### Objective
Locate the line that contains "of the front". Print it and every subsequent line through the final line of the records, exactly and only those.

### Data section
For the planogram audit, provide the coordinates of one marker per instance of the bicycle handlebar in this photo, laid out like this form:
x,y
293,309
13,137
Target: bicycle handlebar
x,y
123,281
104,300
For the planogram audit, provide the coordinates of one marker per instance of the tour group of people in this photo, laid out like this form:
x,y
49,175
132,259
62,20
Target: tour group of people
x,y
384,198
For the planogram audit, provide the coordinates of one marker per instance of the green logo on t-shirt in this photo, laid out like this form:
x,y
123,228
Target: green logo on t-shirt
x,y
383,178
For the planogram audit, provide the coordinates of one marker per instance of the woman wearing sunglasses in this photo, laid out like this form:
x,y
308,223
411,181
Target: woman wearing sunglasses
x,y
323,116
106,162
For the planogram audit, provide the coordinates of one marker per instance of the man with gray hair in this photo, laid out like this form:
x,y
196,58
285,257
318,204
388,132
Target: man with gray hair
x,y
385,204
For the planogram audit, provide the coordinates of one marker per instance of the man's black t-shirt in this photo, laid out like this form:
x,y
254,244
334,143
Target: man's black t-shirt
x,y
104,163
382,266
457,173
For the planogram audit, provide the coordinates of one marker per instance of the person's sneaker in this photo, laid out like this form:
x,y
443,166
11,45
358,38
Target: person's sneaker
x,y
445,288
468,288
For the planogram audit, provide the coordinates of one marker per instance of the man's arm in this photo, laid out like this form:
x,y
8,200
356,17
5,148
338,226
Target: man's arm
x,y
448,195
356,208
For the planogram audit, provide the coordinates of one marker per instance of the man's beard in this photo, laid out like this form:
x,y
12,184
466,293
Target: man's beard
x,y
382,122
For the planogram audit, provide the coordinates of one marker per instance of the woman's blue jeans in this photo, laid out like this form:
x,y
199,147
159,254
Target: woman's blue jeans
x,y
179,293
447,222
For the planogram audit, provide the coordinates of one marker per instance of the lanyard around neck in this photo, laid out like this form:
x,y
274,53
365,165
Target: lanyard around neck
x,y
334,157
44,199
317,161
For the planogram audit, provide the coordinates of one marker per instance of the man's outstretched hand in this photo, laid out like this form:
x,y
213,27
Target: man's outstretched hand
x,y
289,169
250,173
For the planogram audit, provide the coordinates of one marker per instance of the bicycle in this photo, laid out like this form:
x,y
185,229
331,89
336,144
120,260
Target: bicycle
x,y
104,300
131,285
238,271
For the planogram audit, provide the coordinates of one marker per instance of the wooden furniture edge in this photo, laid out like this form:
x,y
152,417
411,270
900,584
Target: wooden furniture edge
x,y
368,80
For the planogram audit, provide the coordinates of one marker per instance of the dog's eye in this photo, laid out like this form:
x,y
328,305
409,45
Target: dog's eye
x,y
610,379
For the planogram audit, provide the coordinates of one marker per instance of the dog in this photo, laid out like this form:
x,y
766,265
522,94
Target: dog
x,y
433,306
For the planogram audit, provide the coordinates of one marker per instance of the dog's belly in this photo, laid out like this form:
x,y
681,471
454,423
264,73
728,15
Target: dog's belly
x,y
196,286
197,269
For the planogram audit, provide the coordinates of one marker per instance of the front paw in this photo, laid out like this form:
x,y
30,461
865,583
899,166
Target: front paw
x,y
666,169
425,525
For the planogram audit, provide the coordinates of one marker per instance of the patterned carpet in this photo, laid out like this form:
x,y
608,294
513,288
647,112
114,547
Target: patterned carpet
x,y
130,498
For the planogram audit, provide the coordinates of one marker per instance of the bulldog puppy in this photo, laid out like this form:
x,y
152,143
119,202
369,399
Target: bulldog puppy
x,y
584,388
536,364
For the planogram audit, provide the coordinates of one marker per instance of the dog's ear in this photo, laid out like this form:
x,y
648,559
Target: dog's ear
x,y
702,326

### Solved exercise
For the planogram audit, provide the coordinates of one marker per instance of the front paw in this photo, laid out like this form:
x,y
30,461
865,583
899,166
Target: front paw
x,y
666,169
425,525
For the planogram audit, provide the coordinates of one marker per instance of the patterned carpet in this photo, laid out like this form:
x,y
608,294
513,288
647,112
114,547
Target: patterned carpet
x,y
130,498
For the planogram audit, provide the coordinates of one marker per instance of the bulldog puppy in this photo, laid out like this form:
x,y
152,143
119,202
369,399
Target: bulldog puppy
x,y
584,388
536,364
For the planogram audit, provide the coordinates of one marker per instance of the dog's ear in this photo, laid out like this form:
x,y
648,559
Target: dog's ear
x,y
702,326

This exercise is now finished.